-- TEXT PROVIDED follows --

Have you ever calculated a Pearson correlation without doing a scatter plot? Long ago I vowed never to do so, but from time to time I forget my vow. I did so a couple of weeks ago when a student and I wanted to use our data to see if we could replicate a plot we’d seen in a published paper. Our plot showed a noisy but more or less monotonically decreasing relationship between the Pearson correlation of lagged pairs of proportions, and the lag. It went from about 0.9 at lag 1 down to about 0.3 at lag 1,000 and 0.2 at lag 1,500, where it levelled out. As we saw this in six different data sets, and it was in broad agreement with the published plots, we accepted it as replication and felt happy. However, we had another approach to measuring the decay of that association with lag, and it dropped monotonically to independence at lags around 100. This reduced our level of happiness. After some thought I remembered my vow, and looked at the scatter plots other than at lag 1, which we had examined. By lag 100, the scatter plot looked pretty bad, but gave a Pearson correlation of 0.7, as there were lots of points near (0,0) and (1,1). By lag 200, there was not much evidence of meaningful correlation, with the points mostly on the edges of the square connecting (0,0), (0,1), (1,1) and (1,0). We concluded that Pearson’s linear correlation was a very bad measure to be using in this context. By lag 100, the correlations were meaningless. (It might have been our data: correlations are quite susceptible to influence by selection bias.)

-- TEXT PROVIDED concluded --
-- SUPPLIED INFORMATION follows --

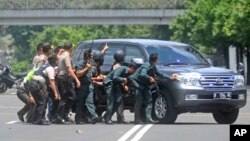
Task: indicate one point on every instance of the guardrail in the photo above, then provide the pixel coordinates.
(90, 4)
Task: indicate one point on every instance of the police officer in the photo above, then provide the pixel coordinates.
(25, 96)
(113, 83)
(85, 94)
(42, 58)
(43, 79)
(119, 56)
(66, 83)
(37, 58)
(143, 78)
(97, 76)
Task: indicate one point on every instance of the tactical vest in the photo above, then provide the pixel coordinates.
(39, 72)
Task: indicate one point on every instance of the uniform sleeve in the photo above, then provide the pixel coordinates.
(160, 74)
(79, 65)
(67, 61)
(144, 72)
(51, 73)
(117, 75)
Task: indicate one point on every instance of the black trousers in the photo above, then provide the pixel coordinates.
(53, 105)
(66, 88)
(39, 92)
(28, 107)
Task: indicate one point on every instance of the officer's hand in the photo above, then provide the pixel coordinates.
(78, 84)
(88, 65)
(57, 97)
(174, 76)
(32, 100)
(106, 46)
(125, 81)
(126, 89)
(152, 80)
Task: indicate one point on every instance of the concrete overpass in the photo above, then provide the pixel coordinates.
(77, 12)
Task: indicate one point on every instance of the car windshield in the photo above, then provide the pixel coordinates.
(177, 55)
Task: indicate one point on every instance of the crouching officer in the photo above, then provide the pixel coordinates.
(85, 94)
(43, 79)
(25, 96)
(66, 83)
(142, 79)
(113, 85)
(119, 56)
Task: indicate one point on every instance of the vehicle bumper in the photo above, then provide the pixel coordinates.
(205, 100)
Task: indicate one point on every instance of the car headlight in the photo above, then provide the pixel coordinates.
(190, 79)
(239, 80)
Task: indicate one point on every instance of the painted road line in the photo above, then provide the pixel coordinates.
(12, 122)
(129, 133)
(4, 107)
(140, 134)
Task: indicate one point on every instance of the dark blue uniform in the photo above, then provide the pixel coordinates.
(142, 92)
(112, 84)
(85, 94)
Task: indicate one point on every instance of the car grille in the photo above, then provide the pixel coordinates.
(217, 81)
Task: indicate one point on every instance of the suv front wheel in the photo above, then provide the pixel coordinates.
(226, 117)
(164, 109)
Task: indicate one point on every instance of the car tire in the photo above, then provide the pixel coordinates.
(226, 117)
(163, 109)
(3, 87)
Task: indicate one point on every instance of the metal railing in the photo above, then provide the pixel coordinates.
(90, 4)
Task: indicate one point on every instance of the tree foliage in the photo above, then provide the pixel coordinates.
(58, 35)
(214, 23)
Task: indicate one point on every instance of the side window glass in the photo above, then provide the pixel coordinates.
(95, 47)
(108, 58)
(77, 52)
(132, 52)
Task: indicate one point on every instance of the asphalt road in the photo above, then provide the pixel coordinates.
(188, 127)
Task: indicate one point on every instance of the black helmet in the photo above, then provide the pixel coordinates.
(52, 59)
(97, 55)
(153, 57)
(87, 53)
(46, 47)
(119, 56)
(136, 62)
(68, 45)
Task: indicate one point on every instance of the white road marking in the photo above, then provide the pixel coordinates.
(7, 107)
(12, 122)
(129, 133)
(139, 135)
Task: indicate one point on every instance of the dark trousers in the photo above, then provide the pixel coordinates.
(85, 96)
(114, 102)
(28, 107)
(143, 96)
(66, 88)
(39, 92)
(53, 105)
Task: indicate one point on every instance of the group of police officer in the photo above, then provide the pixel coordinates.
(56, 83)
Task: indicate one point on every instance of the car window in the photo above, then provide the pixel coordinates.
(176, 55)
(132, 52)
(94, 47)
(108, 57)
(79, 51)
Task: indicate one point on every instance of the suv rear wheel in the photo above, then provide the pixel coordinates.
(226, 117)
(164, 109)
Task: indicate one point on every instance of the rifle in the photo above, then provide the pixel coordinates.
(154, 88)
(87, 54)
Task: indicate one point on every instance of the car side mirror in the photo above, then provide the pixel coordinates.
(210, 61)
(240, 68)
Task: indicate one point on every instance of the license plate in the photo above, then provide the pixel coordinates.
(222, 95)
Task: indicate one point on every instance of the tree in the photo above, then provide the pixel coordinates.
(215, 24)
(58, 35)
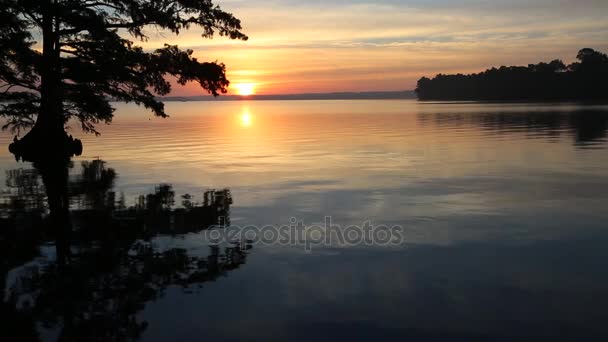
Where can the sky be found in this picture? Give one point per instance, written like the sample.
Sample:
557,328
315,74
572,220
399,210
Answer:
310,46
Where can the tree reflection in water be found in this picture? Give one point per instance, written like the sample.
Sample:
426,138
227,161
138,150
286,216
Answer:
78,264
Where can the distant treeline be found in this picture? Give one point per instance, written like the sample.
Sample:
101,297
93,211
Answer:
585,80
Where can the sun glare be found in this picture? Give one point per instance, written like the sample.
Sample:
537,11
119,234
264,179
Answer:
245,89
246,118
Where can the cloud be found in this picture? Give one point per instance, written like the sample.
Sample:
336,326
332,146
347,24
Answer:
336,43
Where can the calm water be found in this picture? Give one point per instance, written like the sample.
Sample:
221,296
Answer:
501,210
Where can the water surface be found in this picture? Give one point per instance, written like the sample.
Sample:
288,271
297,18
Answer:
502,208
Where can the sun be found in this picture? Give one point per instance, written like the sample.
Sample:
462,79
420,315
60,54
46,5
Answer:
245,89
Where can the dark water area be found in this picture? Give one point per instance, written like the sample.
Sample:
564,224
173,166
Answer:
322,220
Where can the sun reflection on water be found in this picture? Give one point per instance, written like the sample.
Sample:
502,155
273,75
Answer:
246,118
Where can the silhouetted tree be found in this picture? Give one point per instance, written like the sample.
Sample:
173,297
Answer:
65,59
554,81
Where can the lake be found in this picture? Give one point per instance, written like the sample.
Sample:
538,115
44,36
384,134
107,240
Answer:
322,220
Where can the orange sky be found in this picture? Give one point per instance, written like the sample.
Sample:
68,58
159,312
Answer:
340,45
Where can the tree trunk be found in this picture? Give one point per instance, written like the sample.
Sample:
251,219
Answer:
48,139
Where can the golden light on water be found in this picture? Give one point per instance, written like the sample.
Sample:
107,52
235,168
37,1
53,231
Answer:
246,118
245,89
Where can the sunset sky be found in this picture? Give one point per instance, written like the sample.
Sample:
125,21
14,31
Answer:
362,45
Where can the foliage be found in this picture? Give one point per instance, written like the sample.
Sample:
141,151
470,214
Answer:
583,80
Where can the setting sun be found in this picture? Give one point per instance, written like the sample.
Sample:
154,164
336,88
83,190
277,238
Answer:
246,118
245,89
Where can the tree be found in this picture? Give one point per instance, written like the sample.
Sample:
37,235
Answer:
65,59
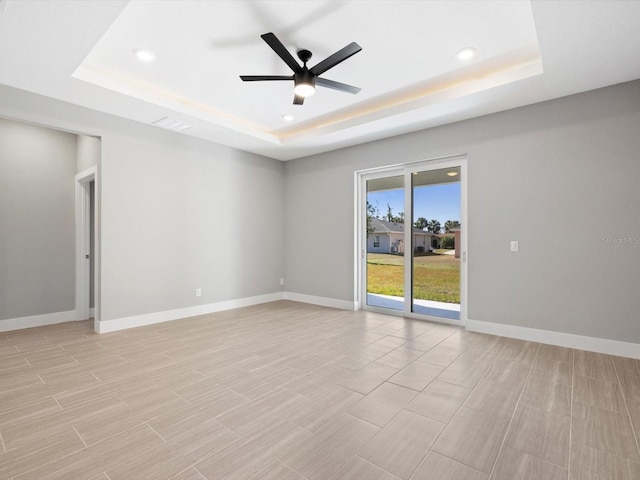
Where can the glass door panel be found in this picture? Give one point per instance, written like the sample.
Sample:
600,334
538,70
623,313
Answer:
436,242
385,259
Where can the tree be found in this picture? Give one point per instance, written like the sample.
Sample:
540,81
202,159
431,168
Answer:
421,223
371,211
399,218
449,225
389,213
433,226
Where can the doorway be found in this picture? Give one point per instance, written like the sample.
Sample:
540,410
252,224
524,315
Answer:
412,240
87,248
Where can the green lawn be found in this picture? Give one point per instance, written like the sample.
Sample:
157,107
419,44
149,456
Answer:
436,277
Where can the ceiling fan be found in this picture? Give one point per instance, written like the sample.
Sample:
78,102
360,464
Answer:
306,79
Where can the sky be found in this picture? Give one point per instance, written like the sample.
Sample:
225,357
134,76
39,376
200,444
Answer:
440,202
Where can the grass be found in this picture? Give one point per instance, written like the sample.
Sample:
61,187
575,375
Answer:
436,277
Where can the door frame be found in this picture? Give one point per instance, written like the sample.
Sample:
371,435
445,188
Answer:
83,244
360,233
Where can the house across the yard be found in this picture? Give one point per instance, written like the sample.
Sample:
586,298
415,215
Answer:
388,237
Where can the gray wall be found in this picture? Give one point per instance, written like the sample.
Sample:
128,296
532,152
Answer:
561,177
177,213
37,169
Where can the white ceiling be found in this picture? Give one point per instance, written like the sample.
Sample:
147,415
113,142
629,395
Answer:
527,52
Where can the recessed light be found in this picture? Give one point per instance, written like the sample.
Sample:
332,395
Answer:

-- SUPPLIED INFORMATION concluded --

* _ASSIGNED TASK_: Return the full text on Pearson correlation and scatter plots word for word. The records have no connection to the text.

* _ANSWER FOR THIS EXERCISE_:
Have you ever calculated a Pearson correlation without doing a scatter plot? Long ago I vowed never to do so, but from time to time I forget my vow. I did so a couple of weeks ago when a student and I wanted to use our data to see if we could replicate a plot we’d seen in a published paper. Our plot showed a noisy but more or less monotonically decreasing relationship between the Pearson correlation of lagged pairs of proportions, and the lag. It went from about 0.9 at lag 1 down to about 0.3 at lag 1,000 and 0.2 at lag 1,500, where it levelled out. As we saw this in six different data sets, and it was in broad agreement with the published plots, we accepted it as replication and felt happy. However, we had another approach to measuring the decay of that association with lag, and it dropped monotonically to independence at lags around 100. This reduced our level of happiness. After some thought I remembered my vow, and looked at the scatter plots other than at lag 1, which we had examined. By lag 100, the scatter plot looked pretty bad, but gave a Pearson correlation of 0.7, as there were lots of points near (0,0) and (1,1). By lag 200, there was not much evidence of meaningful correlation, with the points mostly on the edges of the square connecting (0,0), (0,1), (1,1) and (1,0). We concluded that Pearson’s linear correlation was a very bad measure to be using in this context. By lag 100, the correlations were meaningless. (It might have been our data: correlations are quite susceptible to influence by selection bias.)